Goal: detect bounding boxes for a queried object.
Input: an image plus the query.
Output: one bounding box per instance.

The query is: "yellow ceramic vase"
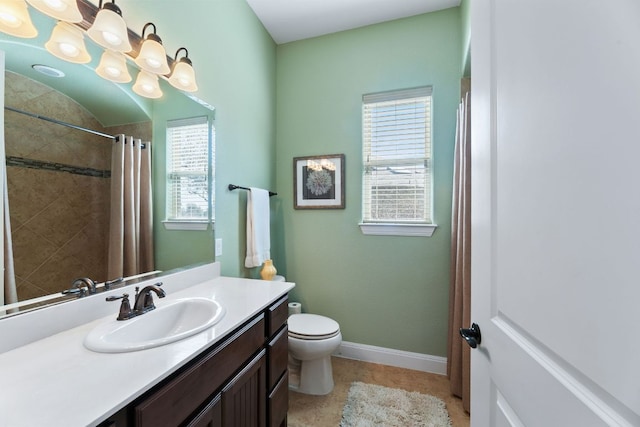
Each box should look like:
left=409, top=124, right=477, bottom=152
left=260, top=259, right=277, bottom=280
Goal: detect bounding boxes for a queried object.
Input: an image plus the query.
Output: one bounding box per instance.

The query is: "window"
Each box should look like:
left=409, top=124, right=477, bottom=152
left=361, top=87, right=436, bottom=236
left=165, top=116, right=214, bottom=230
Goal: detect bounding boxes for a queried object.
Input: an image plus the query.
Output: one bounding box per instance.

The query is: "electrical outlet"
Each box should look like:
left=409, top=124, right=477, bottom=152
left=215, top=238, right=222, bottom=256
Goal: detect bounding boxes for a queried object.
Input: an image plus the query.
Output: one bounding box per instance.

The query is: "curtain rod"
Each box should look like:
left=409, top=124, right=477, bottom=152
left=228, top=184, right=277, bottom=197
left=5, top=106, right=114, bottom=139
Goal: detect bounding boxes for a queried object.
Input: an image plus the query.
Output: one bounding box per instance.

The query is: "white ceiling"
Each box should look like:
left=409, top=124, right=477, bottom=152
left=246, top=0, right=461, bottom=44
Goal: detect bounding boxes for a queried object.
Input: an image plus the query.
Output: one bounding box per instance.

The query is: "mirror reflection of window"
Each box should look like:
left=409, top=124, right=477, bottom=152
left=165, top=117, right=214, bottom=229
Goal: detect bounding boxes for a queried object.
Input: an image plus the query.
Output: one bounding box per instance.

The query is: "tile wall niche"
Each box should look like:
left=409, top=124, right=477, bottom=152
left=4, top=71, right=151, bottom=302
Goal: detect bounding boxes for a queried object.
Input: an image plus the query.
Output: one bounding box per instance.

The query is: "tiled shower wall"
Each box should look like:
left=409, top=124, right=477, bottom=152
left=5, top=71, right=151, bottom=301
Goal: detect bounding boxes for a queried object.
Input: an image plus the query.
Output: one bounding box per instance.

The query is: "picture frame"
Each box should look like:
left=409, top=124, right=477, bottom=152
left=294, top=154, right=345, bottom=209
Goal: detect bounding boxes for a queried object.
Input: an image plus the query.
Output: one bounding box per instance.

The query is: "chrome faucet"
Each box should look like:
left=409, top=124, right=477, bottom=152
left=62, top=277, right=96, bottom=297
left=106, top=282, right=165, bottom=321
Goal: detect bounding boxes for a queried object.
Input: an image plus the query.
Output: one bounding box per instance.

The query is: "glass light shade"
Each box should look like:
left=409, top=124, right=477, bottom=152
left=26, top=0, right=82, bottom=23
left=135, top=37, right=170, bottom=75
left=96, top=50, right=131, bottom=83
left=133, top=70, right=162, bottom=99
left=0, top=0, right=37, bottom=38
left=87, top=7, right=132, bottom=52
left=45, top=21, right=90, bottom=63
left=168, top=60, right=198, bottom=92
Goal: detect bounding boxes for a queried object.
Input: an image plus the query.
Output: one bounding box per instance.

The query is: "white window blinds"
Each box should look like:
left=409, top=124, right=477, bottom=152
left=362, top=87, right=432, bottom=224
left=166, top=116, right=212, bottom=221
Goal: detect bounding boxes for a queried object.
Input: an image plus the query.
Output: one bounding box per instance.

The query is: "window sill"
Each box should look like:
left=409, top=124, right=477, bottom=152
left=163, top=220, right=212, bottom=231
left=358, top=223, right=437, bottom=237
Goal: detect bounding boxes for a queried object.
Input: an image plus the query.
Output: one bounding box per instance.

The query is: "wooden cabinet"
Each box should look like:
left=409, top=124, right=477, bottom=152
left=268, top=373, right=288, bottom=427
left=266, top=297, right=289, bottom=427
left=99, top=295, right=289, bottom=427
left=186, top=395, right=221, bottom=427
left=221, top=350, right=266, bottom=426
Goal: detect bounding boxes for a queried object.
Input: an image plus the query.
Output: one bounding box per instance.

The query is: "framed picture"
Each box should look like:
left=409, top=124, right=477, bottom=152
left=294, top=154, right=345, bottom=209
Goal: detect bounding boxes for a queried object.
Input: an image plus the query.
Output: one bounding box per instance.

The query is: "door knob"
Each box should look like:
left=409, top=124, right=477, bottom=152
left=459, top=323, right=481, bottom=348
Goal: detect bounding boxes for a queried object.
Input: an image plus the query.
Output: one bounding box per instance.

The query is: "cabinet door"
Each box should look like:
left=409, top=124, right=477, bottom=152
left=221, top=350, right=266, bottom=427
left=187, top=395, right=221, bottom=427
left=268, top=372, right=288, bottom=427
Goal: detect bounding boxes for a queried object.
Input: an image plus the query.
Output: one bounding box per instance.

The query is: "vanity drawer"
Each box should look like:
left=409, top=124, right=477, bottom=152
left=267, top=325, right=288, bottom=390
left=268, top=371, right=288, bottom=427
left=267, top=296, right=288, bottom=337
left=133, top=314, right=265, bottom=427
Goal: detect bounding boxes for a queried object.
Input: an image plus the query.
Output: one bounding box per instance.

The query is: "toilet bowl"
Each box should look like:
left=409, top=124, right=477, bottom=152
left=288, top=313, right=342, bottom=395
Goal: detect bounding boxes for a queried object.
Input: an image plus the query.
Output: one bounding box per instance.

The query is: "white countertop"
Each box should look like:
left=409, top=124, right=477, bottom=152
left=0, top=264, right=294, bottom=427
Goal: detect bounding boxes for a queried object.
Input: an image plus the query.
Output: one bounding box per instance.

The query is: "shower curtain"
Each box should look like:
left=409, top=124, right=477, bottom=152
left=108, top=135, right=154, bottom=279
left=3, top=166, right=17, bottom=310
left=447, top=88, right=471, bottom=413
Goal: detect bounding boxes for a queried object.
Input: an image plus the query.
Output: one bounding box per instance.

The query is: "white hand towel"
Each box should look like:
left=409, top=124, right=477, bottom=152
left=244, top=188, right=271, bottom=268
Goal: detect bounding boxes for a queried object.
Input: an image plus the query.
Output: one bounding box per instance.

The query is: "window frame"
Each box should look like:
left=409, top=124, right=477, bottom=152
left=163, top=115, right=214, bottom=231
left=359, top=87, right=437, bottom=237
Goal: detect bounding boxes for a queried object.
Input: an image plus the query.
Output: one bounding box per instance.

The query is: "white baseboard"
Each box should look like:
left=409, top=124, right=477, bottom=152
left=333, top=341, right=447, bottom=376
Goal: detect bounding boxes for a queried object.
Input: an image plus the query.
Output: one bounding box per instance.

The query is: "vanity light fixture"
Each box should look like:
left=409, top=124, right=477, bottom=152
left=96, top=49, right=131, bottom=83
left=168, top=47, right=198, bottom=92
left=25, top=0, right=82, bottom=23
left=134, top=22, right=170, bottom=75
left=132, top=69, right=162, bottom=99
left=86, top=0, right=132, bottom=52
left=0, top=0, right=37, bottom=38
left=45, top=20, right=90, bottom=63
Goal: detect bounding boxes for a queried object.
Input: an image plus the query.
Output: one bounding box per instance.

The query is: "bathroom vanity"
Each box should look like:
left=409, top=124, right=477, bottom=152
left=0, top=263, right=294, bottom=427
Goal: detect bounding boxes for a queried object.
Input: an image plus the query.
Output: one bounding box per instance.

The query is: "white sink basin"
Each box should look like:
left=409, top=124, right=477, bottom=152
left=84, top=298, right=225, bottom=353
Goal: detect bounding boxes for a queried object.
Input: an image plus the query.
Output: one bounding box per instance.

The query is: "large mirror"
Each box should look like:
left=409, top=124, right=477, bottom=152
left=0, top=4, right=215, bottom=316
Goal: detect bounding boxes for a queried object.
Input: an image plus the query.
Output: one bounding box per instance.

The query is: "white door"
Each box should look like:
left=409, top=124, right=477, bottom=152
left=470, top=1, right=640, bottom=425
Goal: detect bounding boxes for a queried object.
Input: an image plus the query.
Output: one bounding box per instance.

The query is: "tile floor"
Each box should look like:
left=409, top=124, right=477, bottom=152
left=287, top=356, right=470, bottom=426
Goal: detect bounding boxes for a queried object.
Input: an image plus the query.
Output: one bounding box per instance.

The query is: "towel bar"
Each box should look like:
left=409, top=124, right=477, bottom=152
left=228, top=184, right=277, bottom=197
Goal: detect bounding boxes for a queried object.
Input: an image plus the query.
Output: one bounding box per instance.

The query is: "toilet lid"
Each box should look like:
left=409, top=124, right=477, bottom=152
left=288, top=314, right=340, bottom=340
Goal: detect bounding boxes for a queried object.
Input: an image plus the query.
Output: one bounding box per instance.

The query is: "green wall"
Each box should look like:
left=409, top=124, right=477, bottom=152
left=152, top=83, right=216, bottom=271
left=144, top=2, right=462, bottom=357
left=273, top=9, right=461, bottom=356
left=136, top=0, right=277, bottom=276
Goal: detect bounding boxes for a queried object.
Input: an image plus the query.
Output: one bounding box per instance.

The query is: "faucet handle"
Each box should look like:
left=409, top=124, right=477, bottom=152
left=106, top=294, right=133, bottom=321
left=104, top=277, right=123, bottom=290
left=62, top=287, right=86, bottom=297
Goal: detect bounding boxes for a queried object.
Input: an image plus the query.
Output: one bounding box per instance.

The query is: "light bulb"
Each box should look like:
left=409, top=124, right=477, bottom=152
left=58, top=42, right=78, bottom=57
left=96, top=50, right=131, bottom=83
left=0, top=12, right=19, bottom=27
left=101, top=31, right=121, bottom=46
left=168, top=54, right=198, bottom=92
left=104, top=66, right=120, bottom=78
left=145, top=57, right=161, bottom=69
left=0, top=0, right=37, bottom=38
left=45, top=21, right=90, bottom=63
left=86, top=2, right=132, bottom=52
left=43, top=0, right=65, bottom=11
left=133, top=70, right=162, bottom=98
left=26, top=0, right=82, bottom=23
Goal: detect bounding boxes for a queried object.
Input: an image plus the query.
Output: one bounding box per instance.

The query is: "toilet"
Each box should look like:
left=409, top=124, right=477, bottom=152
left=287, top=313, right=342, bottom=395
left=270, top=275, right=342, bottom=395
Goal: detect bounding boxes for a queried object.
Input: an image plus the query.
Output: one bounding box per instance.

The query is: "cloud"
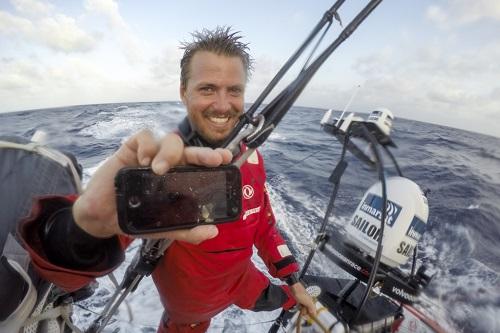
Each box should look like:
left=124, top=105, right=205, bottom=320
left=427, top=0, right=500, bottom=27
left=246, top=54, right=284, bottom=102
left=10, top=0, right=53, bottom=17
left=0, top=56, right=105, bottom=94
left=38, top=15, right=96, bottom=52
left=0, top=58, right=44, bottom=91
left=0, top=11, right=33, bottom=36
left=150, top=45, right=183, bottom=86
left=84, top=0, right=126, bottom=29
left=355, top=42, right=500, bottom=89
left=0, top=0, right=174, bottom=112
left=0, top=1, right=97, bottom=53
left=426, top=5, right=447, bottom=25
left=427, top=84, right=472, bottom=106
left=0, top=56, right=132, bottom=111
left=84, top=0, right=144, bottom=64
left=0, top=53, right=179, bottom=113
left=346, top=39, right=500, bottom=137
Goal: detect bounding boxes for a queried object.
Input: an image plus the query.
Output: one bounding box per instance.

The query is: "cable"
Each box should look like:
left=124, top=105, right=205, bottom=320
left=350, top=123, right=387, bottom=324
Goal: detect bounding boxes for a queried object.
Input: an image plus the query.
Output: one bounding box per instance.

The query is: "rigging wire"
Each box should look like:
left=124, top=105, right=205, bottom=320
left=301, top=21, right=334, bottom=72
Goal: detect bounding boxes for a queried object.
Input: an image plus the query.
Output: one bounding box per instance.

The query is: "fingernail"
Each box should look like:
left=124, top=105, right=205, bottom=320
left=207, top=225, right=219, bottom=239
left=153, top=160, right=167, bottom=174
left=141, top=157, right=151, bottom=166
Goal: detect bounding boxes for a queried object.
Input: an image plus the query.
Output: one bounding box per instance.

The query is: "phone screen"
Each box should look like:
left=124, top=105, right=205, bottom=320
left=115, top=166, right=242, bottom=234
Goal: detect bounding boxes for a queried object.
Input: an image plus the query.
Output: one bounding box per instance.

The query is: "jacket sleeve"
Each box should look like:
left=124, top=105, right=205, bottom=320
━━━━━━━━━━━━━━━━━━━━━━━━━━━━━━
**PROBLEM TO SOLVE:** For the word "faucet", state how many lines of the entries contain it, with nothing else.

**RESPONSE AREA:** 2